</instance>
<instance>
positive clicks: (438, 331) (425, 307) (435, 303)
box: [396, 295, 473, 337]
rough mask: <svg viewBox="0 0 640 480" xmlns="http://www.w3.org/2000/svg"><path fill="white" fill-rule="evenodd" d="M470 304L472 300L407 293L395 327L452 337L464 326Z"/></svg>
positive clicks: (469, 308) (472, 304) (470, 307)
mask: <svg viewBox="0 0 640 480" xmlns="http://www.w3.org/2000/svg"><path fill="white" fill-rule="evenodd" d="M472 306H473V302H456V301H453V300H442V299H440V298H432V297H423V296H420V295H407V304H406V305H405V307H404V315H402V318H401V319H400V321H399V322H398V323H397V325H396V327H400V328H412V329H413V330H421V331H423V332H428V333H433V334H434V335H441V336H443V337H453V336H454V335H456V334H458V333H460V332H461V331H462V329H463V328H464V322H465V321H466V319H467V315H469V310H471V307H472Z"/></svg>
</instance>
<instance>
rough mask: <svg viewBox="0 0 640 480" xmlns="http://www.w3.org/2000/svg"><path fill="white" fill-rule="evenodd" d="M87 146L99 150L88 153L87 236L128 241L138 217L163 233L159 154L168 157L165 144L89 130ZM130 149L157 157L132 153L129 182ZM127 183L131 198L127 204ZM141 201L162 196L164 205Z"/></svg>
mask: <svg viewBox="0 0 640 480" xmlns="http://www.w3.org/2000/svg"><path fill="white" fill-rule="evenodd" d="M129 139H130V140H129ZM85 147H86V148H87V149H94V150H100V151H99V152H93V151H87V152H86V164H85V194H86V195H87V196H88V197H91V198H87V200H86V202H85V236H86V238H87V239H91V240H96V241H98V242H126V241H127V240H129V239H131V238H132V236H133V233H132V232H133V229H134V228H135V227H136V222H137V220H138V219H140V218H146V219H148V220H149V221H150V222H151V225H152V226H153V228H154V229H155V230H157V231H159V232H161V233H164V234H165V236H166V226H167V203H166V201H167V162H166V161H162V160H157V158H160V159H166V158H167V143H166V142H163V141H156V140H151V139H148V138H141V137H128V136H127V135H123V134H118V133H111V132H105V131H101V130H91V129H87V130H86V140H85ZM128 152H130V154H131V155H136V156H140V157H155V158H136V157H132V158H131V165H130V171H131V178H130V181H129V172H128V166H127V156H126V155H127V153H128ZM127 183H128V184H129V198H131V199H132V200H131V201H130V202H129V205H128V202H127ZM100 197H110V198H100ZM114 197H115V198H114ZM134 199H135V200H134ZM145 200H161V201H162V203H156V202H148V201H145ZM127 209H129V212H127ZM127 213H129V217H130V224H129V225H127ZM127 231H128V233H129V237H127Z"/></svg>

****************************************

WHAT YOU HAVE TO DO
I need all of the records above retyped exactly, please.

WRITTEN REPLY
</instance>
<instance>
positive clicks: (438, 331) (425, 307) (435, 303)
box: [396, 295, 473, 337]
rough mask: <svg viewBox="0 0 640 480" xmlns="http://www.w3.org/2000/svg"><path fill="white" fill-rule="evenodd" d="M470 304L472 300L407 293L395 327L452 337L464 326Z"/></svg>
positive clicks: (469, 308) (472, 304) (470, 307)
mask: <svg viewBox="0 0 640 480" xmlns="http://www.w3.org/2000/svg"><path fill="white" fill-rule="evenodd" d="M472 306H473V302H456V301H453V300H442V299H440V298H432V297H423V296H420V295H407V304H406V305H405V307H404V315H402V318H401V319H400V321H399V322H398V323H397V325H396V327H400V328H412V329H413V330H421V331H423V332H428V333H433V334H434V335H441V336H443V337H453V336H454V335H456V334H458V333H460V332H461V331H462V329H463V328H464V322H465V321H466V319H467V315H469V310H471V307H472Z"/></svg>
</instance>
<instance>
rough mask: <svg viewBox="0 0 640 480" xmlns="http://www.w3.org/2000/svg"><path fill="white" fill-rule="evenodd" d="M87 146L99 150L88 153L87 236L128 241L138 217L163 233L159 154L168 157L165 144L89 130ZM130 149L157 157L132 153L129 182ZM127 183L131 198L127 204ZM141 201L162 196L164 205Z"/></svg>
mask: <svg viewBox="0 0 640 480" xmlns="http://www.w3.org/2000/svg"><path fill="white" fill-rule="evenodd" d="M129 139H130V140H129ZM85 147H86V148H87V149H94V150H100V151H99V152H93V151H87V152H86V164H85V194H86V195H87V196H88V197H91V198H87V200H86V202H85V236H86V238H87V239H91V240H96V241H98V242H126V241H127V240H129V239H131V238H132V236H133V233H132V232H133V229H134V228H135V227H136V222H137V220H138V219H140V218H146V219H148V220H149V221H150V222H151V225H152V226H153V228H154V229H155V230H157V231H159V232H161V233H164V234H165V236H166V226H167V203H166V201H167V162H166V161H162V160H157V158H160V159H166V158H167V143H166V142H163V141H156V140H151V139H148V138H141V137H128V136H127V135H123V134H118V133H111V132H105V131H101V130H91V129H87V130H86V140H85ZM128 152H130V154H131V155H136V156H140V157H155V158H136V157H132V158H131V165H130V171H131V178H130V181H129V172H128V166H127V156H126V155H127V153H128ZM127 183H128V184H129V198H131V199H132V200H131V201H130V202H129V205H128V202H127ZM100 197H110V198H100ZM114 197H115V198H114ZM134 199H135V200H134ZM145 200H161V201H162V203H156V202H148V201H145ZM127 209H129V212H127ZM127 213H129V217H130V224H129V225H127ZM127 231H128V233H129V237H127Z"/></svg>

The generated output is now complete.